**** Data supplied ****
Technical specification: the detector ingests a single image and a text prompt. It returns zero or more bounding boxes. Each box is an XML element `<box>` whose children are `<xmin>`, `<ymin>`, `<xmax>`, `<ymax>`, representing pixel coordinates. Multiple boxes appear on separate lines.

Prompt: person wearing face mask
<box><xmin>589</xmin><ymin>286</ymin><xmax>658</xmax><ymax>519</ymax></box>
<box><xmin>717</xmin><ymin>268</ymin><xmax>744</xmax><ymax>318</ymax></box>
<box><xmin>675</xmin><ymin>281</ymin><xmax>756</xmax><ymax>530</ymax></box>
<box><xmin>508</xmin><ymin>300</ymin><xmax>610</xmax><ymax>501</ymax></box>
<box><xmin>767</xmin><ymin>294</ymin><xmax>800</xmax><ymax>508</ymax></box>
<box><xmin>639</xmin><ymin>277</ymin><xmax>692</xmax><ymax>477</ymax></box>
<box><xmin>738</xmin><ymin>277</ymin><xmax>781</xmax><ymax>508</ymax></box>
****
:: Exercise requirements ::
Reproduce the entries from the start through the line containing "Prompt: person wearing face mask", inclusive, substituting "locator" for "detector" and leaving everything else unchanged.

:: Written solution ::
Technical specification: the locator ingests a single image and a text prompt. It returns zero or more bounding boxes. Each box is an XML element `<box>` whose children are `<xmin>`, `<ymin>`, `<xmax>`, `<ymax>`, representing pixel coordinates. Multiple boxes appear on separate lines.

Prompt: person wearing face mask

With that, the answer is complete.